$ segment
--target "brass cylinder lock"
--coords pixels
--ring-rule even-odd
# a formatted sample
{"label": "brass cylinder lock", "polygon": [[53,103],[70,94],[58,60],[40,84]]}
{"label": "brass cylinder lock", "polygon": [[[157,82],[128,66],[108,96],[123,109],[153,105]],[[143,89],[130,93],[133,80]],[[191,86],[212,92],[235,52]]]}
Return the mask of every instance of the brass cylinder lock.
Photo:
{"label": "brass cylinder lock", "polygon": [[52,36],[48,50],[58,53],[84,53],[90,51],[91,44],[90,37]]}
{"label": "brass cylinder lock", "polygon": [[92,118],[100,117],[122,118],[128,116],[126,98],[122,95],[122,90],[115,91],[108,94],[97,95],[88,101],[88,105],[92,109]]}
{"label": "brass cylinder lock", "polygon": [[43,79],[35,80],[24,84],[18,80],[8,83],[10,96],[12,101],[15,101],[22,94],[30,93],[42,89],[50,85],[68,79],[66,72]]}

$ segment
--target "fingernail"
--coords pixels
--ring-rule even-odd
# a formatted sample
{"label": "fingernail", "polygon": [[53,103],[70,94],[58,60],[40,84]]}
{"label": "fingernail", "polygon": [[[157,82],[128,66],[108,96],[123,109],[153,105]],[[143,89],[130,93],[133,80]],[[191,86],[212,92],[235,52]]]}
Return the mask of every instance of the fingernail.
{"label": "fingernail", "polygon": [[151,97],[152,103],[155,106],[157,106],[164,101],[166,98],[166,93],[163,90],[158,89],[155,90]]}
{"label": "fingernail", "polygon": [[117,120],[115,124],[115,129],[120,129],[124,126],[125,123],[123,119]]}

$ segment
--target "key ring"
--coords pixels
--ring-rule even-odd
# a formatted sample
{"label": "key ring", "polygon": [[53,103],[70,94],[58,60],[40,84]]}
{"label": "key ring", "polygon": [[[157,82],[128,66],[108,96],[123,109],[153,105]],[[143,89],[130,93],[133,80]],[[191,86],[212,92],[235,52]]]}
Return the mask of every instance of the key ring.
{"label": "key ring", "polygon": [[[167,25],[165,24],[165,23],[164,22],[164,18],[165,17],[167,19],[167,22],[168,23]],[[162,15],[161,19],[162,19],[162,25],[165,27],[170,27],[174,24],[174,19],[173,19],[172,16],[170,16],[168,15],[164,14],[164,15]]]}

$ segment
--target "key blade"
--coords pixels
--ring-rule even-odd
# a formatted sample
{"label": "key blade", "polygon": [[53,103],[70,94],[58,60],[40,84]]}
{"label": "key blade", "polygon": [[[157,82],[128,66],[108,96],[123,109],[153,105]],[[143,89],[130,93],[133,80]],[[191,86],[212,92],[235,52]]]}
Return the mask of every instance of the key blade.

...

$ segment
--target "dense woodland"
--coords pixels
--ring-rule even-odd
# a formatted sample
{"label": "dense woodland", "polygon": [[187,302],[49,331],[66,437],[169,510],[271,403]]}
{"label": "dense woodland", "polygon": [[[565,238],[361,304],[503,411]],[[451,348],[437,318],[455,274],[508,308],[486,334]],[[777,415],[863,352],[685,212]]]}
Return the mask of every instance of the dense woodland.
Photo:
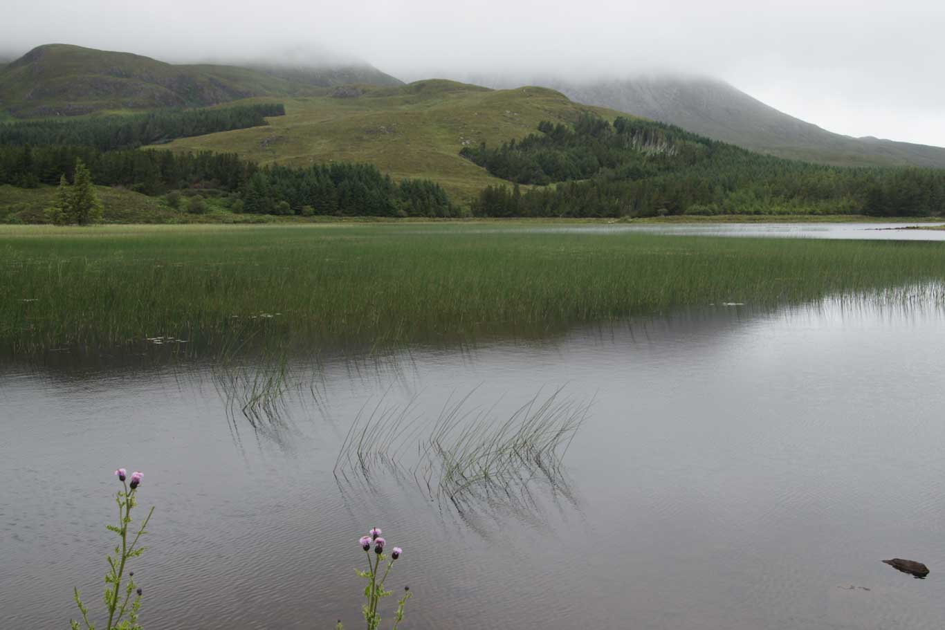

---

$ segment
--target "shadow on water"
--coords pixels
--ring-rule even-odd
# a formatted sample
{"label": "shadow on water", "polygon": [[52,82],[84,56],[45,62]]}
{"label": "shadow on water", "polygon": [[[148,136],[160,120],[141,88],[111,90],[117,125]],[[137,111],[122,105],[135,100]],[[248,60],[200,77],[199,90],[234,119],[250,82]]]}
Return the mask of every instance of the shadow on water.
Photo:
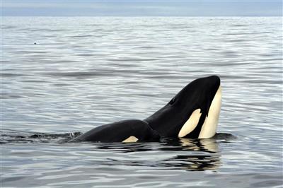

Problem details
Pull out every line of the records that contains the word "lock". Case counts.

Correct output
--target "brass cylinder lock"
{"label": "brass cylinder lock", "polygon": [[53,103],[70,94],[58,60],[40,84]]}
{"label": "brass cylinder lock", "polygon": [[[157,82],[128,66],[108,96],[123,109],[153,105]],[[143,89],[130,93],[133,80]],[[191,86],[212,92],[235,52]]]}
Return the mask of every instance of the brass cylinder lock.
{"label": "brass cylinder lock", "polygon": [[52,36],[48,50],[58,53],[84,53],[90,51],[91,44],[90,37]]}
{"label": "brass cylinder lock", "polygon": [[92,118],[100,117],[122,118],[128,116],[126,98],[122,95],[122,90],[115,91],[108,94],[97,95],[88,101],[88,105],[92,109]]}
{"label": "brass cylinder lock", "polygon": [[43,79],[35,80],[24,84],[18,80],[8,83],[10,96],[12,101],[15,101],[22,94],[30,93],[42,89],[50,85],[68,79],[66,72]]}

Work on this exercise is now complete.